SET TASKS
#1 In the blog post about the book Dominion, what command did Gratian cite to open the Decretum?
#2 Pick up the blog post about the book Dominion after its final sentence and keep writing it.

--- Start of DOCUMENT PASSAGE ---

Dominion

You might not buy the thesis of Dominion: How the Christion Revolution Remade the World, by Tom Holland (A galloping tour of Christianity’s influence across the last 2,000 years, NYT), but I bought the book precisely because of its promise to prove something I have come to believe. That will we or nill we, the Western World is Christian.

I am an atheist, but yet I am Christian as well. If it weren’t for my inability to buy the central theological thesis of Christianity (the existence of a god), my butt would be in a pew on most Sundays.

To wit:

In the 12th century, a jurist known as Gratian made a collection of canon law known as the Decretum Gratiani.. Holland writes,

[St.] Paul’s authority … was definitive. ‘The entire law is summed up in a single command. Love your neighbor as yourself'. Here, for Gratian, was the foundation-stone of justice. So important to him was the command that he opened the Decretum by citing it. Echoing the Stoics much as Paul had done, he opted to define it as a natural law – and the key to fashioning a properly Christian legal system. All souls were equal in the eyes of God.

--- End of DOCUMENT PASSAGE ---
--- Start of SUPPLIED MATERIAL ---

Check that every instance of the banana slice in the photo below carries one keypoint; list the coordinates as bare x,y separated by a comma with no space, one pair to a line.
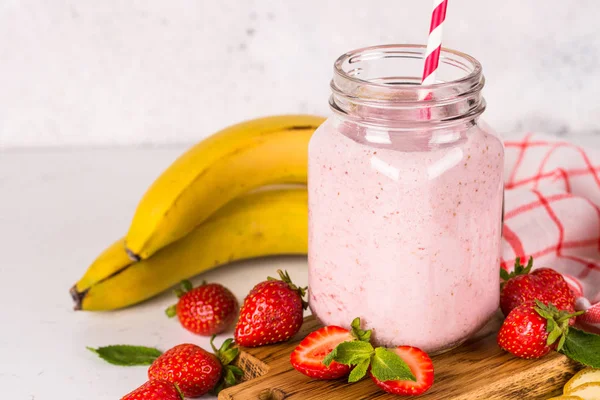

--- End of SUPPLIED MATERIAL ---

TASK RESPONSES
#1 He opened it with the command "Love your neighbor as yourself."

#2
If that sounds familiar, it should.

St. Paul was one of the first to carry this Christian message throughout the towns and villages of the Graeco-Roman world: Galatia, Ephesus, Corinth, Phyrgia, Thessalonica, Phillipi – even into Rome itself. And the message he carried, that all souls are equal in the eyes of God, helped propel the words of a penniless Jewish preacher, who had died the most ignominious of deaths, in an age when only Emperors became new gods, into a movement that would shortly take Rome by storm. And not only Rome.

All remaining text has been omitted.